** START Page text **

Black-and-white photograph of rudimentary buildings southwest of Osisko Lake. In the background, you can see rocks, timbers, wooden planks and waste.

Portage and Perrault streets in Rouyn, circa 1926.

 

As opposed to Noranda, a city owned and strictly monitored by the Noranda Mines company, Rouyn was known for its active social life; it expanded without a development plan and shaped by speculation.

Rouyn began to develop as early on as spring of 1926—a few years before Noranda—along the south shores of Osisko Lake. Nevertheless, it officially became a village municipality in May 1926 and a city in April 1927. With a population of over 600 inhabitants, Rouyn already looked like a small village by the time it was incorporated.

Black-and-white photograph of two rows of rudimentary buildings with boardwalks and trees in the middle.

Perreault Street in Rouyn.

** END Page text **
** START Source data **

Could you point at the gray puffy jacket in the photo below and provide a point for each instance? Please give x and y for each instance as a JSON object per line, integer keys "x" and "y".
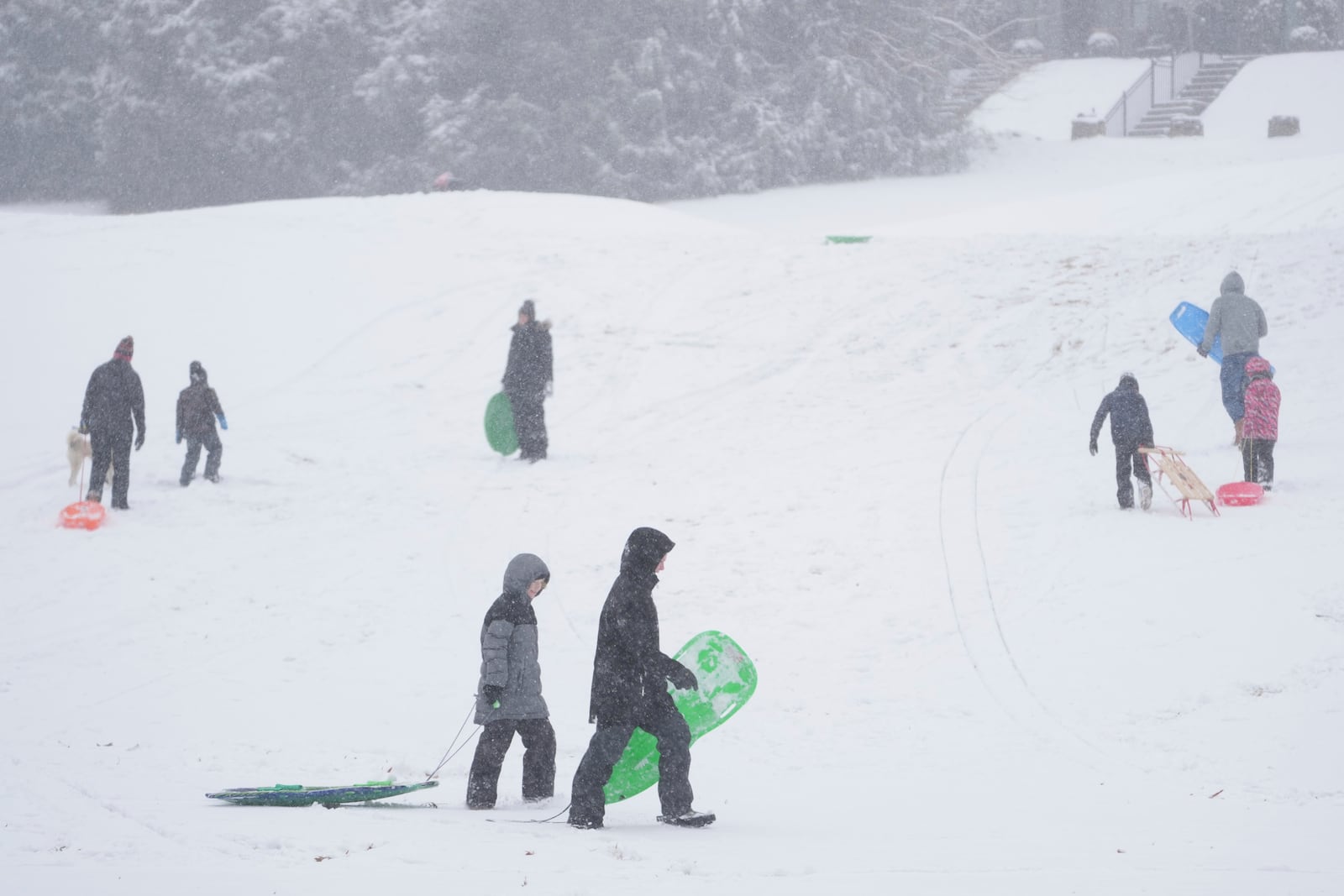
{"x": 1236, "y": 317}
{"x": 510, "y": 647}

** END Source data **

*Exercise task:* Return everything in the Rouyn history text above from "Black-and-white photograph of rudimentary" down to "Rouyn, circa 1926.", copied word for word.

*Final answer:*
Black-and-white photograph of rudimentary buildings southwest of Osisko Lake. In the background, you can see rocks, timbers, wooden planks and waste.

Portage and Perrault streets in Rouyn, circa 1926.